* READING PASSAGE *
*** Block opens ***

A team of scientists from Stanford might have stumbled on what could be a powerful way to fight cancer. The researchers were already working on how to protect cancer cells from dying when they accidentally discovered that leukemia cells could be transformed into a type of immune cell that might attack other tumour cells. The findings have been published in the journal Proceedings of the National Academy of Sciences.
There is a specific type of cancer that affects the immature cells that are to differentiate into white blood cells, the lymphocytes, known as acute lymphocytic leukemia (ALL).
ALL is a rapidly-progressing cancer and exists in several types, depending on the kind of lymphocyte affected and on the maturity of the cells in question.
The current study dealt with the most common type of ALL called precursor B cell ALL, or B-ALL. This entails the lymphocytes known as B cells.
The B cells are targeted at an early stage of maturation such that they cannot fully differentiate into mature B cells. This happens as a consequence of losing certain cellular molecules known as transcription factors that are essential for their growth. When transcription factors are lacking, the specific genes related to their functioning cannot be switched on or off, thus obstructing the process of differentiation.

*** Block closes ***

* SUPPLIED ENTRIES *
*** Block opens ***

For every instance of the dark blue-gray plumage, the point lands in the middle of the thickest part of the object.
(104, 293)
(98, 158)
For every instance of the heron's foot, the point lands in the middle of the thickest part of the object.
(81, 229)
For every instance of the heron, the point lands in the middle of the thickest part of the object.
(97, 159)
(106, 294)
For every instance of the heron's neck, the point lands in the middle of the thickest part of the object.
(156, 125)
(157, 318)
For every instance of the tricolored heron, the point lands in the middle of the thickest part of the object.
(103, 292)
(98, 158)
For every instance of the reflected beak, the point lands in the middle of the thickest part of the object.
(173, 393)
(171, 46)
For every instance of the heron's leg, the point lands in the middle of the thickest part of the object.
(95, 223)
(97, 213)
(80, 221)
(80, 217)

*** Block closes ***
*** Block opens ***

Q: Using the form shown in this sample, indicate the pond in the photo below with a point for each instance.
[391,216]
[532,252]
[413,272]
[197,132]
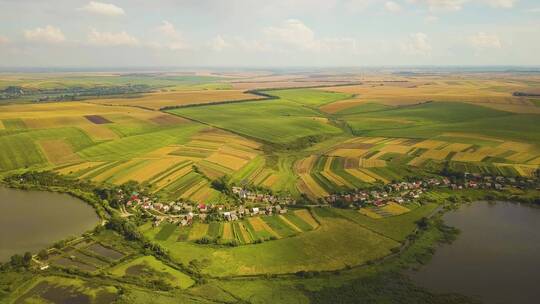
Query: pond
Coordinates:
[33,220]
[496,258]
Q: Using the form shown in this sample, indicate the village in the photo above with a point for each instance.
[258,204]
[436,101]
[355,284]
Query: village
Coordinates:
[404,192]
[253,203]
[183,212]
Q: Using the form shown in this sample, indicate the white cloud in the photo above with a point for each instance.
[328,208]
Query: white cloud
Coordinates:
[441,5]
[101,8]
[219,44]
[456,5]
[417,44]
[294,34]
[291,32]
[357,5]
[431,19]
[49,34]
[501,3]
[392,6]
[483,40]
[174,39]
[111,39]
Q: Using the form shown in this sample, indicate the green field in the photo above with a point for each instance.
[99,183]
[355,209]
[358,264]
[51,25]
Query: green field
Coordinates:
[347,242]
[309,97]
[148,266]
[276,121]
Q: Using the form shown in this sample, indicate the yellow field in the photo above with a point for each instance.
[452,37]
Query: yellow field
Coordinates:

*** Block closes ***
*** Block opens ***

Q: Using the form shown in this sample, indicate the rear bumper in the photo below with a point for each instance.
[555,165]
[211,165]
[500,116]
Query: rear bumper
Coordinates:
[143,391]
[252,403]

*** Block closes ***

* APPLY WHAT YOU READ *
1: In the passage about the Stanford leukemia study, which journal published the findings?
2: Carry the passage about the Stanford leukemia study forward past its final sentence.
The data can be set aside.

* RESULTS FOR THE EXERCISE *
1: Proceedings of the National Academy of Sciences.

2:
The scientists had as aim to learn more about the condition, B-ALL. They were desperate to keep the cells alive.
The lead researcher, Ravi Majeti, said in a press release:-
“We were throwing everything at them to help them survive.”
One of the methods they tried involved a particular transcription factor they exposed the cells to. They then observed that the cells changed in size and shape to ultimately resemble macrophages – a type of white blood cell that is known to ingest damaged cells and antigens.
When the researchers looked into the matter, they found that the modified cells expressed similar genes to regular macrophages and could also perform similar functions as engulfing bacteria. Most importantly, the cells did not cause cancer when they were added to mice without immune systems.
It seems that once changed into macrophages, the cancerous cells will not revert to their previous identity. Furthermore, the scientists believe that they might even allow the body to bring about an immune response against the other cancer cells – the modified cells will bear signals that will help them identify and deal with the latter.
The scientists now have to move to a further step: repeat the same in a clinically viable way.